PROMPT 1: Copy out the following mailing-list reply about the dictatorship of the proletariat word for word.

PAGE EXTRACT:
"""
[EMAIL PROTECTED] wrote:
> 
> I do not think that much can be read into the "dictatorship of the proletariat," and 
>certainly not that it is a temporary "dictatorship" in the modern  sense of 
>unrestrained lawless repressive rule.

I've always thought that Marx viewed all societies as dictatorships:
dictatorships of one class over another. The dictatorship of the
proletariat just means the working class becomes a ruling class. If I
remember this is what Draper argued. Engels commented famously in 1891
"Do you want to know what the dictatorship of the proletariat looks
like? Look at the Paris Commune. That was the dictatorship of the
proletariat."

There's also a 'two Lenin's' thesis too, the radical democrat of State
and Revolution: "Socialism is not created by orders from on high. Its
spirit is alien to state-bureaucratic automatism. Socialism is vital and
creative, it is the creation of the popular masses themselves." (written
in 1919 to counter the authoritarian-bureaucratic degeneration of the
war communism period) and the dictator of the Red Terror. This myth has
been
demolished in two books "Leninism Under Lenin" by Marcel Liebman and
"Lenin and the
Revolutionary Party" by Paul Leblanc, though there are residues of it in
Liebman. "Lenin's Last Struggle" by Moshe Levin is good too.
"""
PROMPT 2: Repeat every line of the records below unchanged, leaving out the pictures.

SOURCE MATERIAL:
"""
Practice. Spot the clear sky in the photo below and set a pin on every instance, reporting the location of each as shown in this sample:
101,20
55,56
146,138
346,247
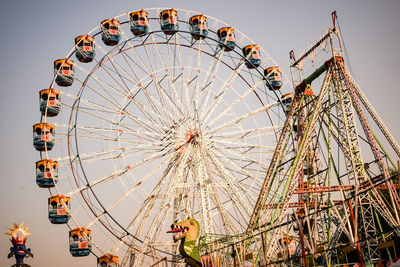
"""
COMPLETE ANSWER 1:
[EMAIL PROTECTED] wrote:
> 
> I do not think that much can be read into the "dictatorship of the proletariat," and 
>certainly not that it is a temporary "dictatorship" in the modern  sense of 
>unrestrained lawless repressive rule.

I've always thought that Marx viewed all societies as dictatorships:
dictatorships of one class over another. The dictatorship of the
proletariat just means the working class becomes a ruling class. If I
remember this is what Draper argued. Engels commented famously in 1891
"Do you want to know what the dictatorship of the proletariat looks
like? Look at the Paris Commune. That was the dictatorship of the
proletariat."

There's also a 'two Lenin's' thesis too, the radical democrat of State
and Revolution: "Socialism is not created by orders from on high. Its
spirit is alien to state-bureaucratic automatism. Socialism is vital and
creative, it is the creation of the popular masses themselves." (written
in 1919 to counter the authoritarian-bureaucratic degeneration of the
war communism period) and the dictator of the Red Terror. This myth has
been
demolished in two books "Leninism Under Lenin" by Marcel Liebman and
"Lenin and the
Revolutionary Party" by Paul Leblanc, though there are residues of it in
Liebman. "Lenin's Last Struggle" by Moshe Levin is good too.

COMPLETE ANSWER 2:
Practice. Spot the clear sky in the photo below and set a pin on every instance, reporting the location of each as shown in this sample:
101,20
55,56
146,138
346,247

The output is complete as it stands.